▶ REQUEST A
Count the lines in the records below that contain the string "shirt", and reply with that number alone.

▶ SELECTED EXCERPT
____________________

Having successfully defeated the Civil Service Examiners, I entered the Foreign Office in 1876, for the six or eight months' training which all Attaches had to undergo before being sent abroad. The typewriter had not then been invented, so everything was copied by hand—a wearisome and deadening occupation where very lengthy documents were concerned.

The older men in the Foreign Office were great sticklers for observing all the traditional forms. Lord Granville, in obedience to political pressure, had appointed the son of a leading politician as one of his unpaid private secretaries. The youth had been previously in his father's office in Leeds. On the day on which he started work in the Foreign Office he was given a bundle of letters to acknowledge. "You know, of course, the ordinary form of acknowledgment," said his chief. "Just acknowledge all these, and say that the matter will be attended to." When the young man from Leeds brought the letters he had written, for signature that evening, it was currently reported that they were all worded in the same way: "Dear Sirs:—Your esteemed favour of yesterday's date duly to hand, and contents noted. Our Lord Granville has your matter in hand." The horror-stricken official gasped at such a departure from established routine.

As was the custom then, after one month in the Foreign Office, my immediate chief gave me a little lecture on the traditional high standard of honour of the Foreign Office, which he was sure I would observe, and then handed me a Cabinet key which he made me attach to my watch-chain in his presence. This Cabinet key unlocked all the boxes in which the most confidential papers of the Cabinet were circulated. As things were then arranged, this key was essential to our work, but a boy just turned twenty naturally felt immensely proud of such a proof of the confidence reposed in him. I think, too, that the Foreign Office can feel justifiably proud of the fact that the trust reposed in its most junior members was never once betrayed, and that the most weighty secrets were absolutely safe in their keeping.

I have narrated elsewhere my early experiences at Berlin and Petrograd. In every capital the Diplomatists must always be, in a sense, sojourners in a strange land, and many of them who find a difficulty in amalgamating with the people of the country must always be thrown to a great extent on their own resources. It is probably for this reason that theatricals were so popular amongst the Diplomats in Petrograd, the plays being naturally always acted in French.

____________________

▶ REQUEST B
Decide whether each statement agrees with the passage about the Foreign Office, answering yes or no and quoting the words of the passage that settle it: (i) The writer entered the Foreign Office in 1876. (ii) Documents in the Foreign Office were copied on typewriters. (iii) The diplomats in Petrograd acted their plays in Russian.

____________________

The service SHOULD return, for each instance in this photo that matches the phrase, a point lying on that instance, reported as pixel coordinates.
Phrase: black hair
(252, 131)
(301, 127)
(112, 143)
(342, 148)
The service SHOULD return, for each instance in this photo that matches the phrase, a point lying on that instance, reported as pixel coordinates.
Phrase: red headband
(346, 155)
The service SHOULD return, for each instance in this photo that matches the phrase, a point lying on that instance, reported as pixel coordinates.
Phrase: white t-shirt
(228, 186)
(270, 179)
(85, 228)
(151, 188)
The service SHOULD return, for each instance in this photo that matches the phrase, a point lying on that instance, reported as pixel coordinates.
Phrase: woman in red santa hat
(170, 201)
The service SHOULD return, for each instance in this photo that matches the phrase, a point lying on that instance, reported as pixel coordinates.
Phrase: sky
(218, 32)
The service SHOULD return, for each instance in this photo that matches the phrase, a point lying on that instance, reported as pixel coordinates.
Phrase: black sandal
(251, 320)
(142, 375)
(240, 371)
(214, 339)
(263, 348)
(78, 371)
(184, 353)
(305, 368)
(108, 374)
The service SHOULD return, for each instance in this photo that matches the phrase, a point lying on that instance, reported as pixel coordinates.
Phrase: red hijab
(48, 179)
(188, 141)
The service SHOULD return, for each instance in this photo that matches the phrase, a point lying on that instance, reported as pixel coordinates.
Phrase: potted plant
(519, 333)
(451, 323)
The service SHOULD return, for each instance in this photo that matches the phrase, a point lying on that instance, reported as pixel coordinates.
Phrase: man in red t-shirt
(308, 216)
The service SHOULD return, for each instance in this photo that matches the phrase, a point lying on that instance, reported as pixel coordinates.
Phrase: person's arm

____________________

▶ EXPECTED ANSWER A
2

▶ EXPECTED ANSWER B
(i) Yes: "I entered the Foreign Office in 1876"
(ii) No: "The typewriter had not then been invented, so everything was copied by hand"
(iii) No: "the plays being naturally always acted in French"